-- start SOURCE --
Luckily for me I didn't have anything about myself and my appearance that I fixated on unlike those on here who mention birthmarks, their big feet or even belly buttons! I was content with how I looked, so even at secondary when the time came along to hit those large group communal showers after PE I dealt with all that demanded naked showering remarkably matter of factly, but knew one or two who were at least initially absolutely petrified at the prospect of such stipulations in school and I must admit to seeing some shockingly unsympathetic PE teachers laying into ones who didn't feel great about all that.
I'm sure there are many people on here who feel it was probably character-building for us, or made men of us. I'm not so sure. I do get that argument, but having an outer belly button just killed it for me.
I daresay you both felt the same.
Toby, I hated my feet as a teenager and the school gym was done barefooted and regular shirtless. I was a huge size 12 before my 15th birthday (1975). Infact one weekend at a shoe shop the left measured 12 and the right a half size more. I ended up size 13 as an adult. Perhaps the daftest question I got asked at that age was in PE when I got - how come your feet are so big - to which I wanted to say - how come you're asking such a silly question. My PE teacher was fond of telling me and the rest of class how my feet had grown too big too quickly and made me less able and clumsy. It wasn't my free choice. I used to really wish I had the better looking feet of some of the boys 4 or 5 sizes less and became quite horribly obsessed and conscious during my last year or two in school PE.
-- end SOURCE --
=== THINGS TO DO ===
**A.** Answer these questions using the posts about school PE:
(i) In the first post, which features do others on the forum fixate on?
(ii) At the shoe shop, what size did the left foot measure?
(iii) What shoe size did the feet reach in adulthood?
**B.** Print all of the records below word for word, leaving out the pictures.
-- start PROVIDED ENTRIES --
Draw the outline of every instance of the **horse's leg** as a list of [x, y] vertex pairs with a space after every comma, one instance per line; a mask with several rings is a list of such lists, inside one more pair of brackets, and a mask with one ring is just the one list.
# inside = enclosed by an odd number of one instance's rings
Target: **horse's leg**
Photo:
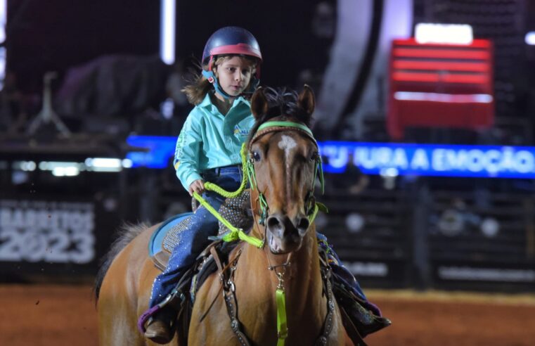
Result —
[[104, 278], [97, 305], [98, 336], [103, 346], [148, 345], [136, 323], [139, 312], [148, 305], [156, 272], [147, 255], [153, 229], [144, 231], [129, 243], [113, 260]]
-- end PROVIDED ENTRIES --
=== ANSWERS PER TASK ===
**A.**
(i) Birthmarks, big feet and belly buttons.
(ii) 12.
(iii) Size 13.

**B.**
Draw the outline of every instance of the **horse's leg** as a list of [x, y] vertex pairs with a space after every comma, one instance per line; a mask with several rings is a list of such lists, inside one more pair of brackets, and a mask with one ring is just the one list.
# inside = enclosed by an odd number of one instance's rings
Target: **horse's leg**
Photo:
Result —
[[104, 278], [97, 305], [98, 336], [103, 346], [148, 345], [136, 323], [139, 312], [148, 305], [156, 272], [147, 255], [153, 229], [144, 231], [129, 243], [113, 260]]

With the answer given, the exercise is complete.